**Aim of the exercise:**
Look for "large" in each line of the entries, and return the matching lines.

***** Listed entries *****

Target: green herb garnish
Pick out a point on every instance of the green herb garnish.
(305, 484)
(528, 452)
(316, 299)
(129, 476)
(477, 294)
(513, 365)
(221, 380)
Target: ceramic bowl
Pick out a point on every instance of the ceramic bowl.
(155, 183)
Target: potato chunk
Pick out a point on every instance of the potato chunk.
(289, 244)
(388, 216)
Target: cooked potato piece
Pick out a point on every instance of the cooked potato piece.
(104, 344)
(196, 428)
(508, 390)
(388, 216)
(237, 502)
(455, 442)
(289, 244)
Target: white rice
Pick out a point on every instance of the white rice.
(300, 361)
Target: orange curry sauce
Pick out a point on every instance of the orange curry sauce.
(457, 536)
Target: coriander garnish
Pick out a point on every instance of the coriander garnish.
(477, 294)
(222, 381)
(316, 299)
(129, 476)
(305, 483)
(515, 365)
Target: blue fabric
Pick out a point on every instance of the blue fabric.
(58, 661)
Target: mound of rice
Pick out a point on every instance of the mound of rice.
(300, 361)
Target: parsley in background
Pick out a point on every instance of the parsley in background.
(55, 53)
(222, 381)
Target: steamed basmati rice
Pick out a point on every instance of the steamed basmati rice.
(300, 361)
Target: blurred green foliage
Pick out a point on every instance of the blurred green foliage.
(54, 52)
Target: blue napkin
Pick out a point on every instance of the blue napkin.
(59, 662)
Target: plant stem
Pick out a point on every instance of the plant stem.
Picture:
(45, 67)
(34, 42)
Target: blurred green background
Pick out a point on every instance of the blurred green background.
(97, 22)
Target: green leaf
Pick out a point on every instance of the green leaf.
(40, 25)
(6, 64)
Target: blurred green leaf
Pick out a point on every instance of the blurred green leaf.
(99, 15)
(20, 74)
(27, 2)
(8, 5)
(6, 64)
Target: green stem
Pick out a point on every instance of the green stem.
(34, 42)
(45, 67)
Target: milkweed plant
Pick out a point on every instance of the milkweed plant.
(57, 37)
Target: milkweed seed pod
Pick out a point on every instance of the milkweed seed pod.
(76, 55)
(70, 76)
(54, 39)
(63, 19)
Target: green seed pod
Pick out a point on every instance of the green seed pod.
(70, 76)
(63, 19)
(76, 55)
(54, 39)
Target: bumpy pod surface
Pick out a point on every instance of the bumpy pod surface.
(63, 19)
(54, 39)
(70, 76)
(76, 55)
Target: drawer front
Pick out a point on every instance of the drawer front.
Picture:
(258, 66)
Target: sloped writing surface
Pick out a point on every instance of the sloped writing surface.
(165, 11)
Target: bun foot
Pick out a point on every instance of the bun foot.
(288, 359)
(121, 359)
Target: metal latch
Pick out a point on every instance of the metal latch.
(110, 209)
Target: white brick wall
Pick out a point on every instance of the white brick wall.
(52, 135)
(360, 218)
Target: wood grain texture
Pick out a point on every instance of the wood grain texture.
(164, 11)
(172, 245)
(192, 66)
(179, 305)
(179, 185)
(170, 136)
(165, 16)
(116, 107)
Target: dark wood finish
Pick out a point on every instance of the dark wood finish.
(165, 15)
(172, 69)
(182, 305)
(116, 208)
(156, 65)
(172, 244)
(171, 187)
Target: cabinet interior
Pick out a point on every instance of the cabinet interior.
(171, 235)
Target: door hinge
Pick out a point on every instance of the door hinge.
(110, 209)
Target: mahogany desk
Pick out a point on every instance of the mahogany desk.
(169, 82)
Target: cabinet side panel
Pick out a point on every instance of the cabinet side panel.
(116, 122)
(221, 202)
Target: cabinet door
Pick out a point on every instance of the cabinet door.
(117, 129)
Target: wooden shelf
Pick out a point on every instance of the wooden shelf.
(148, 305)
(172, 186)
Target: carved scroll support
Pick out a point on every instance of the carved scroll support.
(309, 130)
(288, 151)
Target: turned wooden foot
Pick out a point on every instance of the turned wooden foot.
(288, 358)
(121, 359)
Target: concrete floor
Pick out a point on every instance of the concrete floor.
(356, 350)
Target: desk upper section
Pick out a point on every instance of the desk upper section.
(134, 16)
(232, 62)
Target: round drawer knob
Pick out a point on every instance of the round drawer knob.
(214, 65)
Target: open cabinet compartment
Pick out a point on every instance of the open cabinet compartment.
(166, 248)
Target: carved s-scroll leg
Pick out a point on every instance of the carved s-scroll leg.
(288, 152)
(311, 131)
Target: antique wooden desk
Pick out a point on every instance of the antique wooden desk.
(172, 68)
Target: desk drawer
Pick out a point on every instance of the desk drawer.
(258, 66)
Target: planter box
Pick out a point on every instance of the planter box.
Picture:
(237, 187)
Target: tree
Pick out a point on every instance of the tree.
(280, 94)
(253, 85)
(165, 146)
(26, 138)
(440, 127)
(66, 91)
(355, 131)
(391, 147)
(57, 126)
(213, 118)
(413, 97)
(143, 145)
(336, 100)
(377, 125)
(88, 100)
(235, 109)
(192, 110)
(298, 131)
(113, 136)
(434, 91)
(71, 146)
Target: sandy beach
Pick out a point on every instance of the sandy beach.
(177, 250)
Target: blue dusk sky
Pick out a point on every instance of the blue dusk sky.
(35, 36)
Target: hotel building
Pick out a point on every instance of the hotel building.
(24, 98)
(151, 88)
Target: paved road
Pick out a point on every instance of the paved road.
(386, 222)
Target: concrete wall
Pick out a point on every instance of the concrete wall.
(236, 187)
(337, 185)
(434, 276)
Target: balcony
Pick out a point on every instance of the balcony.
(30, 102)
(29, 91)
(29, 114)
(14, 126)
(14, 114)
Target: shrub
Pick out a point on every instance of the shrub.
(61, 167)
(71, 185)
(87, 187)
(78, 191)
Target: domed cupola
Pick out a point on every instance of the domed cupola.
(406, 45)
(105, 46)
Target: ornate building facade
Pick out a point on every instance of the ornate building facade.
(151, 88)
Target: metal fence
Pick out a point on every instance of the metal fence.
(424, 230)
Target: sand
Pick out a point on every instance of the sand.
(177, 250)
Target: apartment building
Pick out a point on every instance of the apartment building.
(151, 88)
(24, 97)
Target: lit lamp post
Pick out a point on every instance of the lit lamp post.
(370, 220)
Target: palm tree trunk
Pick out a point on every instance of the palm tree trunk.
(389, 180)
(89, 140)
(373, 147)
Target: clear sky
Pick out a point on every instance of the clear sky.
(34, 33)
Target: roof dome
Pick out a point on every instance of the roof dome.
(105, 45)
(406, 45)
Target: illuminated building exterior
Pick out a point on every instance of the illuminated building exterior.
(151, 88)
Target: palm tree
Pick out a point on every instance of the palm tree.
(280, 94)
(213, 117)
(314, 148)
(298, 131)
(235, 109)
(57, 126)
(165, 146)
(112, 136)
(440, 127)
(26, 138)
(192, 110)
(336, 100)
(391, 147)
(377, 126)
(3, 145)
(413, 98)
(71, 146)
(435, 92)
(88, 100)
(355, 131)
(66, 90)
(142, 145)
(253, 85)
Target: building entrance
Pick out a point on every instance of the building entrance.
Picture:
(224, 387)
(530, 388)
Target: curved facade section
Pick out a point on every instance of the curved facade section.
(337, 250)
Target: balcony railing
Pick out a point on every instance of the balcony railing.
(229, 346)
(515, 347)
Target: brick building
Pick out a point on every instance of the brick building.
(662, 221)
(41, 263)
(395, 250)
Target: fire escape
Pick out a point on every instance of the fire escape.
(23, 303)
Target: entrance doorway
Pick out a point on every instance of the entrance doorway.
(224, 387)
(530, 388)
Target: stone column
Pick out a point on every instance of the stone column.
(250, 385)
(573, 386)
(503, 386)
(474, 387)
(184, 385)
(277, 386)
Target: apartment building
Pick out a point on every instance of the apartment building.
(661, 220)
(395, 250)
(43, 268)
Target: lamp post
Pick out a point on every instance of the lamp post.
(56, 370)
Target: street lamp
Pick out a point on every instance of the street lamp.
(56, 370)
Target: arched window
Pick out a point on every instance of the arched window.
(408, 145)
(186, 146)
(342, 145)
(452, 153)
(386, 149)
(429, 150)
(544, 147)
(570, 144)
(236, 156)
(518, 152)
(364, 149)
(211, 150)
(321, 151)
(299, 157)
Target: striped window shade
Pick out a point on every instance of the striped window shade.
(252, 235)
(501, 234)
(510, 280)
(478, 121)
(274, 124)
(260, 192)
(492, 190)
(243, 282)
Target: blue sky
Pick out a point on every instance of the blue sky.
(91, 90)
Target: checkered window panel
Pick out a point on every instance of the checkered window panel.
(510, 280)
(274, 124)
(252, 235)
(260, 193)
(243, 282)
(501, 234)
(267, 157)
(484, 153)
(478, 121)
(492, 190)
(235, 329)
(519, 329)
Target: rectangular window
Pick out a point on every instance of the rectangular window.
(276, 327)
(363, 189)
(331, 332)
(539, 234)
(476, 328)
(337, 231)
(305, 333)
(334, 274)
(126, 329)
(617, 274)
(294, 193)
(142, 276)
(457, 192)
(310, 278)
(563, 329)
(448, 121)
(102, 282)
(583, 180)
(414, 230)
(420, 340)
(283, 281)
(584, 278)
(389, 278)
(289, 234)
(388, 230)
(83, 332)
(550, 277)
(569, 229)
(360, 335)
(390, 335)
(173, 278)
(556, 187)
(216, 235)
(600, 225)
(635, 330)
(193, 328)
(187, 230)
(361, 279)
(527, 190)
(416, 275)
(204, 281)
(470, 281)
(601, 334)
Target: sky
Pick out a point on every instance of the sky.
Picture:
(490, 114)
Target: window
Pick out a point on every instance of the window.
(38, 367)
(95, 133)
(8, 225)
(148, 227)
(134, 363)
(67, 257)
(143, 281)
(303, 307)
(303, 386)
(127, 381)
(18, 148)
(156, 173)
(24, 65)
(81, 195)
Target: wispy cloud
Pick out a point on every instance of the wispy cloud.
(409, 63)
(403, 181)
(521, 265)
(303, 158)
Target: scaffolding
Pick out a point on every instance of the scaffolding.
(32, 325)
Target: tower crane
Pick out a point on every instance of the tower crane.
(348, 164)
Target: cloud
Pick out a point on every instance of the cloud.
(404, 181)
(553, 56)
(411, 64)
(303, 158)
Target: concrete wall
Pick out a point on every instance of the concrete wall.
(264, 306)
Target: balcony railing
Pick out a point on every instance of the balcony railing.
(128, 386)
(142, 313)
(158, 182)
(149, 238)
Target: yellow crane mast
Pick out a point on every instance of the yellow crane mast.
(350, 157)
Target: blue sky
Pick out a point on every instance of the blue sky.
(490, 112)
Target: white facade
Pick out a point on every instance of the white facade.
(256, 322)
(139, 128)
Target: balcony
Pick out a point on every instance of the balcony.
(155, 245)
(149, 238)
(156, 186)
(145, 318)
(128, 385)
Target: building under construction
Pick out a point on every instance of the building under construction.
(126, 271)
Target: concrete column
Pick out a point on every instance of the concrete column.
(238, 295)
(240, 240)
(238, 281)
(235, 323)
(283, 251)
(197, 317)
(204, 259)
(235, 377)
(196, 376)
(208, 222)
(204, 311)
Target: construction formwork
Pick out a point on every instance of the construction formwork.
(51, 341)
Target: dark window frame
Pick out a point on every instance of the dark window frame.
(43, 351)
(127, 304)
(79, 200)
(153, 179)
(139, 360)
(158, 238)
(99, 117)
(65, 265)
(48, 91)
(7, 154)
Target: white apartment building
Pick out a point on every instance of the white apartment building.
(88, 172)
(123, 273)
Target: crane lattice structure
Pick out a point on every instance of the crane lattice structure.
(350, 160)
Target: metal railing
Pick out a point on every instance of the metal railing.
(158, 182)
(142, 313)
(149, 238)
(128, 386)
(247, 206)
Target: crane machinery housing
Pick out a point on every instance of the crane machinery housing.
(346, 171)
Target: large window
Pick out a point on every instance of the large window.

*****

**Written solution:**
Target: large window
Pick out a point on every instance of the large window.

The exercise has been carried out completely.